Required action: Locate the line that contains "Target: stacked washer and dryer", then copy it and all later lines of the data below exactly, through the last one.

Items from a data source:
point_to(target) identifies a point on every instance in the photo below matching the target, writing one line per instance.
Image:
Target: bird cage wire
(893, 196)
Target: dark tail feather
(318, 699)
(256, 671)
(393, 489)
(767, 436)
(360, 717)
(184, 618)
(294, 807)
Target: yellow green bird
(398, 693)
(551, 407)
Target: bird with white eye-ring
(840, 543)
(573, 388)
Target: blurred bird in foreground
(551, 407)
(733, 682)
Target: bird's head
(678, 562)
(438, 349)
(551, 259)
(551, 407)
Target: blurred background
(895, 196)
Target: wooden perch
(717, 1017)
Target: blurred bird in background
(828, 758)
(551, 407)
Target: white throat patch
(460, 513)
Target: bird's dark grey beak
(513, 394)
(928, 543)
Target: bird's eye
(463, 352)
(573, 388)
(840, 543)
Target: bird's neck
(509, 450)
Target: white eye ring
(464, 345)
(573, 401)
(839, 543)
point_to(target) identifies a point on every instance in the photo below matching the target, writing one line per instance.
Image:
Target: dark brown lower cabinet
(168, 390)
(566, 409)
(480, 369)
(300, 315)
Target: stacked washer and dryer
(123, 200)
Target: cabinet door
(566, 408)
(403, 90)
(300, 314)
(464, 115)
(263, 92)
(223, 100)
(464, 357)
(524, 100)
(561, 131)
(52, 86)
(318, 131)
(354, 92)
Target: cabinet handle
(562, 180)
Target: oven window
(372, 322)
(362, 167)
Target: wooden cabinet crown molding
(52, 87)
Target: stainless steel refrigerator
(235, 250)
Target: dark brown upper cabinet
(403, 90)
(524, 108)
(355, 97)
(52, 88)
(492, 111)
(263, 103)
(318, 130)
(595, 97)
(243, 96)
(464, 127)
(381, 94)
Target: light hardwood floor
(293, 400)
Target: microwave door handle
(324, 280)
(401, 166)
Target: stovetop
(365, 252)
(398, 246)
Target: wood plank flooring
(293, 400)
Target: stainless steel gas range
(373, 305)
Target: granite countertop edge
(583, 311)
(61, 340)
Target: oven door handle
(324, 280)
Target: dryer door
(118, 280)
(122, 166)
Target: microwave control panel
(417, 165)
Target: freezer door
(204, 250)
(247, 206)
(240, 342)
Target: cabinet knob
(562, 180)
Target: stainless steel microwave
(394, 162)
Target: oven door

Answer to the exercise:
Target: stacked washer and dryer
(123, 200)
Target: cabinet door
(566, 408)
(403, 90)
(300, 314)
(464, 115)
(263, 92)
(223, 100)
(464, 357)
(524, 100)
(561, 131)
(52, 86)
(318, 131)
(354, 92)
Target: cabinet handle
(562, 180)
Target: oven window
(372, 322)
(362, 167)
Target: wooden cabinet crown molding
(52, 87)
Target: stainless steel refrigerator
(235, 250)
Target: dark brown upper cabinet
(403, 90)
(524, 108)
(355, 97)
(52, 88)
(492, 111)
(263, 103)
(318, 130)
(595, 97)
(243, 96)
(464, 127)
(381, 94)
Target: light hardwood floor
(293, 400)
Target: microwave door handle
(324, 280)
(401, 166)
Target: stovetop
(365, 252)
(398, 246)
Target: wood plank flooring
(293, 400)
Target: stainless steel gas range
(373, 305)
Target: granite countertop edge
(583, 311)
(61, 340)
Target: oven door handle
(324, 280)
Target: dryer door
(118, 280)
(122, 166)
Target: microwave control panel
(417, 165)
Target: freezer door
(204, 250)
(247, 206)
(240, 342)
Target: cabinet knob
(562, 180)
Target: stainless steel microwave
(394, 162)
Target: oven door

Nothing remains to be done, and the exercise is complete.